**Activity:** Look for the line containing "hood, then give the position of each instance." in the records below. Then output it and all the lines that follow, exactly and without any others.

**Supplied data:**
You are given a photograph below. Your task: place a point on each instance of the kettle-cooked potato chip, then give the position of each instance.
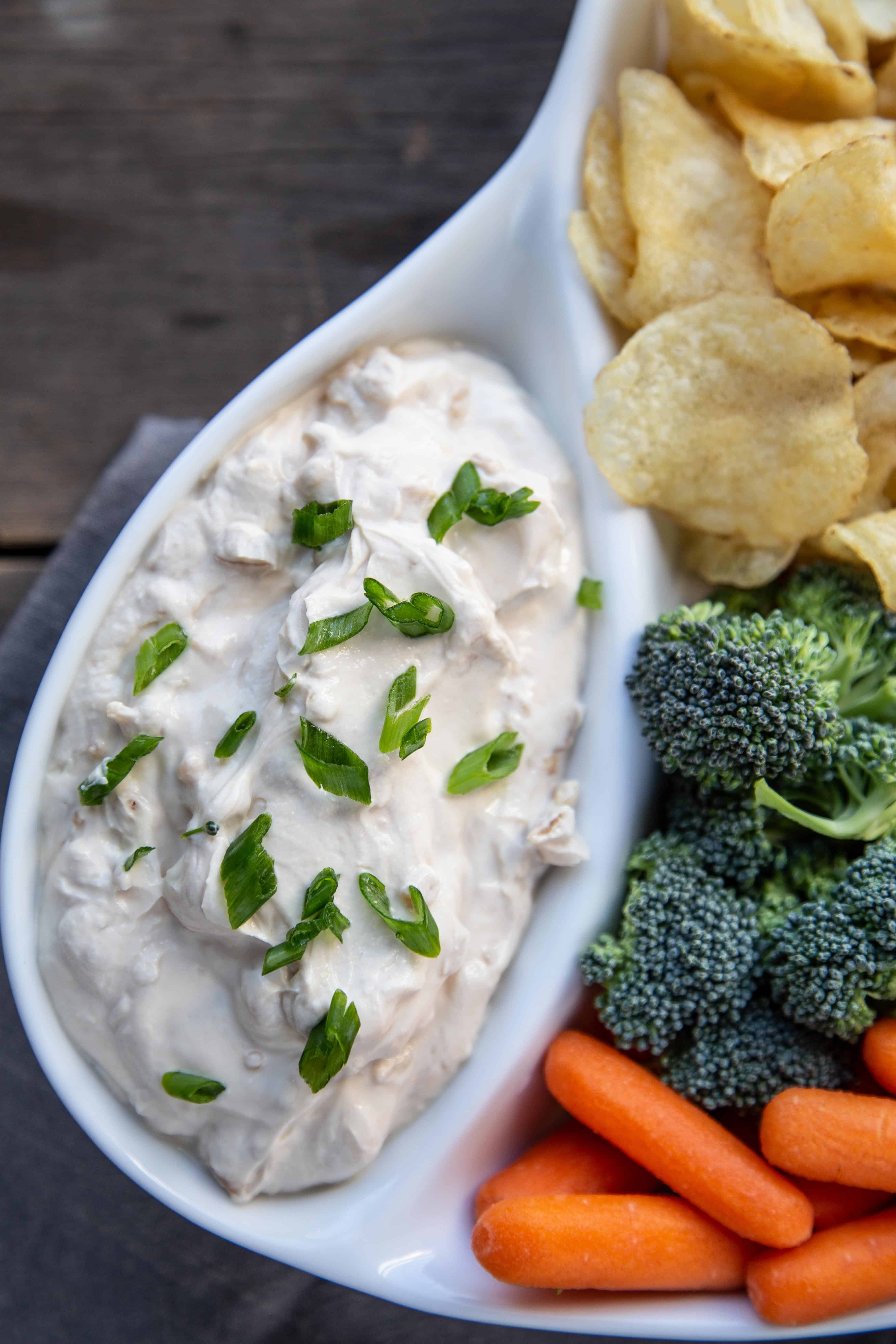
(835, 222)
(843, 29)
(774, 147)
(878, 19)
(875, 398)
(699, 214)
(604, 194)
(727, 560)
(772, 53)
(868, 541)
(735, 417)
(604, 272)
(852, 312)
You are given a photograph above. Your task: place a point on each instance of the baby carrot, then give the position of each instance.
(879, 1052)
(680, 1144)
(832, 1136)
(613, 1243)
(835, 1205)
(844, 1269)
(570, 1162)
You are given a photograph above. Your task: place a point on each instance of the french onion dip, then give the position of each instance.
(144, 966)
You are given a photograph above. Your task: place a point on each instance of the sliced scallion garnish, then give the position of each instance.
(416, 738)
(336, 630)
(420, 935)
(590, 595)
(210, 828)
(402, 711)
(451, 507)
(484, 765)
(330, 1043)
(132, 858)
(319, 913)
(112, 771)
(191, 1088)
(421, 615)
(334, 767)
(156, 654)
(248, 873)
(236, 734)
(316, 523)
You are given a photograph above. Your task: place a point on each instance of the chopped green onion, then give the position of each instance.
(236, 734)
(191, 1088)
(248, 873)
(132, 858)
(421, 615)
(491, 507)
(316, 525)
(330, 1043)
(420, 935)
(211, 828)
(590, 595)
(492, 761)
(416, 738)
(401, 714)
(451, 507)
(334, 767)
(156, 654)
(336, 630)
(319, 913)
(112, 771)
(284, 691)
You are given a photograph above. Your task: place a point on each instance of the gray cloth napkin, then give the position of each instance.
(85, 1253)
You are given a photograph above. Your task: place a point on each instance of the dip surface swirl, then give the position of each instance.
(143, 967)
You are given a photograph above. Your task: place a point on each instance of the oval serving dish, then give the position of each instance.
(500, 276)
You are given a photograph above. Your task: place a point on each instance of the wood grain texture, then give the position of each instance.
(186, 189)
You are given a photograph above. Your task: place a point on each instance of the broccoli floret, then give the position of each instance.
(726, 831)
(851, 799)
(847, 607)
(827, 959)
(729, 701)
(687, 953)
(744, 1065)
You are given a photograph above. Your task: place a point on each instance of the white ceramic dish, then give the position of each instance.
(499, 276)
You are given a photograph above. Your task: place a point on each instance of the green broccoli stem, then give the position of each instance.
(870, 819)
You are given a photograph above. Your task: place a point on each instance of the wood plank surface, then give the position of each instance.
(190, 186)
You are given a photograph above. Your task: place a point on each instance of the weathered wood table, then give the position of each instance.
(187, 189)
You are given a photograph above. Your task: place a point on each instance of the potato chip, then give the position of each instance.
(774, 147)
(871, 541)
(735, 417)
(843, 29)
(698, 212)
(604, 272)
(727, 560)
(875, 401)
(772, 54)
(855, 314)
(835, 222)
(886, 79)
(864, 358)
(878, 19)
(604, 193)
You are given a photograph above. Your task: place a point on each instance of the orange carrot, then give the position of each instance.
(832, 1136)
(836, 1205)
(570, 1162)
(879, 1052)
(615, 1243)
(680, 1144)
(844, 1269)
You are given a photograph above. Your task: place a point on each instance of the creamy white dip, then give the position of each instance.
(144, 970)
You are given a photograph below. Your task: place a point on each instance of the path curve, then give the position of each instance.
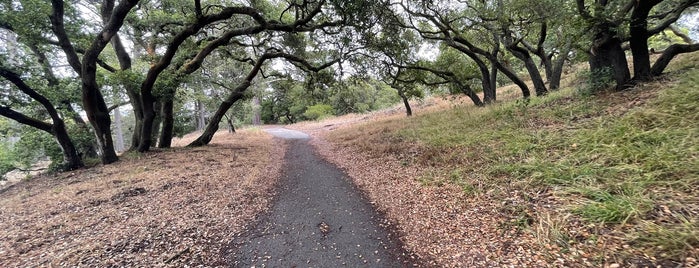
(319, 219)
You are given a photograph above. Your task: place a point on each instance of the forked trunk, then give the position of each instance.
(607, 55)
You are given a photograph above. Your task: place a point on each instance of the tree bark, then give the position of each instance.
(513, 77)
(406, 103)
(201, 115)
(118, 131)
(93, 101)
(669, 53)
(71, 157)
(557, 70)
(608, 56)
(212, 127)
(524, 56)
(638, 40)
(167, 115)
(472, 95)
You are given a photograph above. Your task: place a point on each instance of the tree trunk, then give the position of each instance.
(493, 79)
(638, 29)
(256, 118)
(157, 120)
(513, 77)
(539, 85)
(406, 103)
(472, 95)
(669, 53)
(524, 56)
(229, 122)
(556, 72)
(71, 158)
(201, 115)
(608, 56)
(146, 130)
(167, 115)
(212, 127)
(488, 88)
(119, 133)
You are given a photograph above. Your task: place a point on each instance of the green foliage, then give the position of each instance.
(614, 168)
(318, 111)
(7, 158)
(596, 80)
(34, 145)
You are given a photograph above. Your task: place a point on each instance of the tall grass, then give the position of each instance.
(617, 160)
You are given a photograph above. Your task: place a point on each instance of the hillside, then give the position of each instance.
(168, 208)
(571, 179)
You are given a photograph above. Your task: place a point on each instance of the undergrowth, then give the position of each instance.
(623, 160)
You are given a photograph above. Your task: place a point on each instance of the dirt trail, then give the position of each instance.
(319, 219)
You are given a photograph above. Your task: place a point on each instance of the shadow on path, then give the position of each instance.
(319, 219)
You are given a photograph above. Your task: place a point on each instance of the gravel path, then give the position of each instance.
(319, 219)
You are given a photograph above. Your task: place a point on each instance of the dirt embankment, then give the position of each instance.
(172, 207)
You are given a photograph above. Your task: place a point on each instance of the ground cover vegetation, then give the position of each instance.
(588, 179)
(82, 81)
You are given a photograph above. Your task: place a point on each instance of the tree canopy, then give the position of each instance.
(83, 72)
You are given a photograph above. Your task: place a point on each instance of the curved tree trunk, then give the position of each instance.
(513, 77)
(406, 103)
(607, 55)
(212, 127)
(168, 120)
(524, 56)
(669, 53)
(57, 129)
(472, 95)
(638, 29)
(71, 157)
(557, 71)
(146, 130)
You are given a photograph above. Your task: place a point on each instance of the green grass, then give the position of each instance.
(615, 166)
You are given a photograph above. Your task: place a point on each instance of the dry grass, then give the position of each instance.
(476, 188)
(172, 207)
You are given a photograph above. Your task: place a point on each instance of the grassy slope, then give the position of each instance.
(614, 173)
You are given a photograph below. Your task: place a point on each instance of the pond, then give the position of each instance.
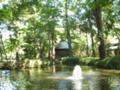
(58, 78)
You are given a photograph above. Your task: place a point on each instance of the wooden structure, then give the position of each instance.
(62, 50)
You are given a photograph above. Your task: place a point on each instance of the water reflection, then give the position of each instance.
(5, 82)
(36, 79)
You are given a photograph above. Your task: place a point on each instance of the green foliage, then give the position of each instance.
(70, 60)
(89, 60)
(110, 63)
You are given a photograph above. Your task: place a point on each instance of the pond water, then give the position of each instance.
(58, 78)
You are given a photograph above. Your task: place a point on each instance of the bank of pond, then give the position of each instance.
(107, 63)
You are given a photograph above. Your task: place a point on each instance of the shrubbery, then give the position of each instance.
(110, 63)
(70, 60)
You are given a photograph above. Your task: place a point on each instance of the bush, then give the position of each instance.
(109, 63)
(70, 60)
(89, 61)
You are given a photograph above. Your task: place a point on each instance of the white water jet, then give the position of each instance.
(77, 72)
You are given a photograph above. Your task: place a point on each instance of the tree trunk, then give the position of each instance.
(93, 46)
(92, 40)
(102, 51)
(87, 46)
(67, 29)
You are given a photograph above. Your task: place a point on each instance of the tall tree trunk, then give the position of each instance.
(92, 40)
(93, 46)
(67, 29)
(87, 46)
(98, 15)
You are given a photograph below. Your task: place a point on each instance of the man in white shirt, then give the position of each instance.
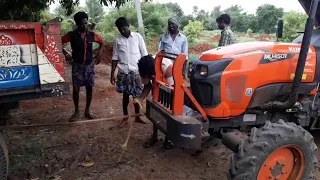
(128, 49)
(174, 41)
(147, 72)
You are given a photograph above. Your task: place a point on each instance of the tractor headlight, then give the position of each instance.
(203, 70)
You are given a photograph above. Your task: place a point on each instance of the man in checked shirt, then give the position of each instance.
(227, 36)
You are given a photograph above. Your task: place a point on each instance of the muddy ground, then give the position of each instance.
(56, 152)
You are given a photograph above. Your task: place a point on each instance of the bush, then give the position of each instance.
(193, 30)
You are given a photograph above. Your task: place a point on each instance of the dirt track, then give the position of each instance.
(56, 152)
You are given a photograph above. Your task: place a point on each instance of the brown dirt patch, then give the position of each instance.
(264, 37)
(215, 38)
(200, 48)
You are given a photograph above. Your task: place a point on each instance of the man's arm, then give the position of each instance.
(160, 47)
(185, 48)
(99, 40)
(64, 40)
(115, 59)
(146, 90)
(225, 38)
(142, 46)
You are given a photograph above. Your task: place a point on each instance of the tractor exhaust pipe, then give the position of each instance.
(304, 50)
(231, 141)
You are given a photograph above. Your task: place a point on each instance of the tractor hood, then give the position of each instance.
(249, 48)
(306, 6)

**Output for this task:**
You are given a photograph above. Your task: place a point on each instance of the tractor hood, then give the position of each instance.
(249, 48)
(306, 6)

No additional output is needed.